## begin

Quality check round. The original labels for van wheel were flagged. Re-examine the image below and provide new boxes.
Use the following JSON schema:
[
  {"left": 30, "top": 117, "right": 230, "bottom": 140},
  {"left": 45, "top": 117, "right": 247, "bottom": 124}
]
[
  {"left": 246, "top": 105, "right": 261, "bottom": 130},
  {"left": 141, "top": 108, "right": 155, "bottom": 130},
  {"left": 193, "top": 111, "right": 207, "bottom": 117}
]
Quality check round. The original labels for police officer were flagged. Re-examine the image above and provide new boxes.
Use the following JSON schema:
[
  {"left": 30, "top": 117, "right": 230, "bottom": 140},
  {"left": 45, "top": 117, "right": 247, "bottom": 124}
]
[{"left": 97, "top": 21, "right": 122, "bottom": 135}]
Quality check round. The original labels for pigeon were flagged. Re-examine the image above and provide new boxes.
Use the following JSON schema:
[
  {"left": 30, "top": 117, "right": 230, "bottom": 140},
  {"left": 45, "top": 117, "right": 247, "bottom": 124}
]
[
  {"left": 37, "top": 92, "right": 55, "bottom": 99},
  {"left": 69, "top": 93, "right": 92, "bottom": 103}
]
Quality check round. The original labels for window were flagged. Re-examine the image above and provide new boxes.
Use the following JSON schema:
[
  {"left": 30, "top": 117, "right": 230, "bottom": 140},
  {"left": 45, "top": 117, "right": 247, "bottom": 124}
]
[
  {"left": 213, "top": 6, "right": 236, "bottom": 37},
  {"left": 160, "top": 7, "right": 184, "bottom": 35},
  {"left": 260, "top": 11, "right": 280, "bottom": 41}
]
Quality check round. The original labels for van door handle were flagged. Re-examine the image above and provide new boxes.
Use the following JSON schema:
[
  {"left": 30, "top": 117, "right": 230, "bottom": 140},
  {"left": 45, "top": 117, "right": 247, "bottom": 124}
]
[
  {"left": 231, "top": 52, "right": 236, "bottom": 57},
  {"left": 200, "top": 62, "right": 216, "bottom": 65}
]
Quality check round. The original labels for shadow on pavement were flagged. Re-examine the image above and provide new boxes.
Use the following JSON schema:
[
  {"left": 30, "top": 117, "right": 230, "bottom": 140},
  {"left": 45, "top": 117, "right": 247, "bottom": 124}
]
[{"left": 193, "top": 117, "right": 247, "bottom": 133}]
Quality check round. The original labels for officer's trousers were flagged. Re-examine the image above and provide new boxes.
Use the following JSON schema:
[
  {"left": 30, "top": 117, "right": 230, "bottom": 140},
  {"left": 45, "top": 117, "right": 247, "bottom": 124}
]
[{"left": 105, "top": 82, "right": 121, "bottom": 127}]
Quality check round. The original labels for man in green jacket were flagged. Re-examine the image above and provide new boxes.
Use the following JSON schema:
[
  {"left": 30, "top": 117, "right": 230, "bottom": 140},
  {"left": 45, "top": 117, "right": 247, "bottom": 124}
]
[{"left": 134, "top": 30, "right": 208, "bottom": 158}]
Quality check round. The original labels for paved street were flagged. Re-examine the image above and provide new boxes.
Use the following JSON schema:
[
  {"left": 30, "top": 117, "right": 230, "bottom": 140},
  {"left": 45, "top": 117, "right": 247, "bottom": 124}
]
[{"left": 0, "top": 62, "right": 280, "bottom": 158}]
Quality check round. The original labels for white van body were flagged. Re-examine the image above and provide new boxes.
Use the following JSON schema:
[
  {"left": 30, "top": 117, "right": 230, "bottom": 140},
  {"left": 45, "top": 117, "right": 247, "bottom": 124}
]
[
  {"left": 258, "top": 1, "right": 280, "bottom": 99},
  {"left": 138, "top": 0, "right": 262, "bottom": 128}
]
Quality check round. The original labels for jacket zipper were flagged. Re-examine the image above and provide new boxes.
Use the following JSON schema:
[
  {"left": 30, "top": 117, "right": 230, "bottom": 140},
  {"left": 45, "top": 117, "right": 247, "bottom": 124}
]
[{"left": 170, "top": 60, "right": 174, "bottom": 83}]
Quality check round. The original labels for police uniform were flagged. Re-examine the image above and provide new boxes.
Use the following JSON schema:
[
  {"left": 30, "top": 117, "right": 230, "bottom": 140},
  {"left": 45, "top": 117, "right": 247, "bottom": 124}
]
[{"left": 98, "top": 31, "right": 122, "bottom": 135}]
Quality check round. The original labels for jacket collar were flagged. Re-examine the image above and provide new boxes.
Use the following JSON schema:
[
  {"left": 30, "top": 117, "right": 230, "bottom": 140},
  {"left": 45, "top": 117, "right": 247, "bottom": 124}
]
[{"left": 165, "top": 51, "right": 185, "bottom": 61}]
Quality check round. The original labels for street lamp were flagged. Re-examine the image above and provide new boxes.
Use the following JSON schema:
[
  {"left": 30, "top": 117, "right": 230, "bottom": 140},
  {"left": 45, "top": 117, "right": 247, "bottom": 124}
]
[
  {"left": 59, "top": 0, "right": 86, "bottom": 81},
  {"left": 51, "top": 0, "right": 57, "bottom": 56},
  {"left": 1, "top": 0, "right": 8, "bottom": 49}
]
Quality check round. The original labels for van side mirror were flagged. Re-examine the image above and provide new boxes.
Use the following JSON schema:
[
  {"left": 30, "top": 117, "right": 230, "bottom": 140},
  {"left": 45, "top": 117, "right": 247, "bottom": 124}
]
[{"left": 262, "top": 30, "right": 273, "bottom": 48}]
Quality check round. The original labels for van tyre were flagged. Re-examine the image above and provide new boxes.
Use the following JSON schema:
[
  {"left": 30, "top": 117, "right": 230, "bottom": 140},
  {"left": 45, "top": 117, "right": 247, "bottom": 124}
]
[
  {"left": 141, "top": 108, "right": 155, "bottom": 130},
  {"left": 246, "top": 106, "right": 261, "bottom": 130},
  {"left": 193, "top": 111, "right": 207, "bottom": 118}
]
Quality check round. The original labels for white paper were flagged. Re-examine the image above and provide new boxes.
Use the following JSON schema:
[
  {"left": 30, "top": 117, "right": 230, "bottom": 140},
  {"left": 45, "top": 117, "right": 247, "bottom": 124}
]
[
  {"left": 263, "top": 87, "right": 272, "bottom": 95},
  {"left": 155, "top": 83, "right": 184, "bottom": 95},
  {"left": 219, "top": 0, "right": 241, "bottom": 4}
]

## end

## Stated goal
Copy out every line above that contains the word "street". Case matters.

## Right answer
Quality check round. The original labels for paved street were flagged. Re-examine the image above and provide new boxes.
Quality check round. The original labels for street lamp were flagged. Re-examine the image above and provide new boxes.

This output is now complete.